[Items from a labeling collection]
·····

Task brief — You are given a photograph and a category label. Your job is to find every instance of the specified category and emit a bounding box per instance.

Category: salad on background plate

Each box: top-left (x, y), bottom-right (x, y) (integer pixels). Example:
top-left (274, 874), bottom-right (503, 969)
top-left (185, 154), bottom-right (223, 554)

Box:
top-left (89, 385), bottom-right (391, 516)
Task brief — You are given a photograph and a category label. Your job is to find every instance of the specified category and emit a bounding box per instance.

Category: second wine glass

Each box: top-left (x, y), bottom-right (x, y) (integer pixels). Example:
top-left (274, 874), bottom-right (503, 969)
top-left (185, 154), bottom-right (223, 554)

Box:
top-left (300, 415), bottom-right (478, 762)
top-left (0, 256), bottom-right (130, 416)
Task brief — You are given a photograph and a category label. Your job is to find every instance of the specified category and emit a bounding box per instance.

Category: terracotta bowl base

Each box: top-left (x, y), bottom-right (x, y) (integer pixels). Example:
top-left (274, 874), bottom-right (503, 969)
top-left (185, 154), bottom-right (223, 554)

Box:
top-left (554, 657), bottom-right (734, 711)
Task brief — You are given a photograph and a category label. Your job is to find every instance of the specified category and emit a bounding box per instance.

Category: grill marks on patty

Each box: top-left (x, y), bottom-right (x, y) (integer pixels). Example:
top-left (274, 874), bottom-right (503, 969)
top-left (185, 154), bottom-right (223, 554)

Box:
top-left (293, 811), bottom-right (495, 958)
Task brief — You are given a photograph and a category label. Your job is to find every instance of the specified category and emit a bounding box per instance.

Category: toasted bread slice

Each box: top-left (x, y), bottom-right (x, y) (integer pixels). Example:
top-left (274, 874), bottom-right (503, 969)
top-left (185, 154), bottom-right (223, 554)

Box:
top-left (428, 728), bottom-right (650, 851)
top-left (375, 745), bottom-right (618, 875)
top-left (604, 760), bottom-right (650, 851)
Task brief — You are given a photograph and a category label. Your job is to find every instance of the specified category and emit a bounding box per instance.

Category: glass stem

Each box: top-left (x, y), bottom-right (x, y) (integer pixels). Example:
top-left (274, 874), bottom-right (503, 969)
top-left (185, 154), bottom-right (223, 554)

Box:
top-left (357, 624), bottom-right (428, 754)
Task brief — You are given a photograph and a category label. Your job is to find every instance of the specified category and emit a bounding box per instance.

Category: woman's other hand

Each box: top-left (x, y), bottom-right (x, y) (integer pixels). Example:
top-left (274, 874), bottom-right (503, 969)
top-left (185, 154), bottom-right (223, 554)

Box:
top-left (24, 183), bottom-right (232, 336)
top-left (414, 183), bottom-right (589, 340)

·····

What to work on:
Identify every line in the records that contains the word "glass" and copy each such line. The match is case-sensitive.

Answer in full:
Category: second wine glass
Category: glass stem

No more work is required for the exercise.